JOB:
Please rewrite these records with "annotate each instance of" replaced by "mark every instance of" and everything else left as it is, omitting the pictures from your answer.

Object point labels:

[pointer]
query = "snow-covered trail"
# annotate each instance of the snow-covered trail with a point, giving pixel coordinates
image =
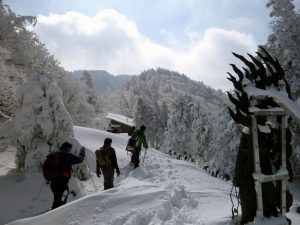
(162, 191)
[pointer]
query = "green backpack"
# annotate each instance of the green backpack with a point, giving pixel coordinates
(103, 158)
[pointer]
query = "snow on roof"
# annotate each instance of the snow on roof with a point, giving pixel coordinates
(281, 98)
(121, 119)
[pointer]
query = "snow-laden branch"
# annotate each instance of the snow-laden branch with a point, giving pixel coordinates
(4, 115)
(291, 107)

THE REPLY:
[pointer]
query = "snow-covered trail"
# mark every instance of the snow-covered trail with a point, giving pixel coordinates
image =
(162, 191)
[pointer]
query = "green backpack"
# mark every instance of the green backpack with a point, giving pixel coordinates
(103, 158)
[pointer]
query = "snow on roof"
# mark every instance of the snow on roof with a point, giving pixel coordinates
(281, 98)
(121, 119)
[pointer]
query = "snow-laden branch"
# mark every instance of the snow-laden branch with a point, giving pixel coordinates
(4, 115)
(291, 107)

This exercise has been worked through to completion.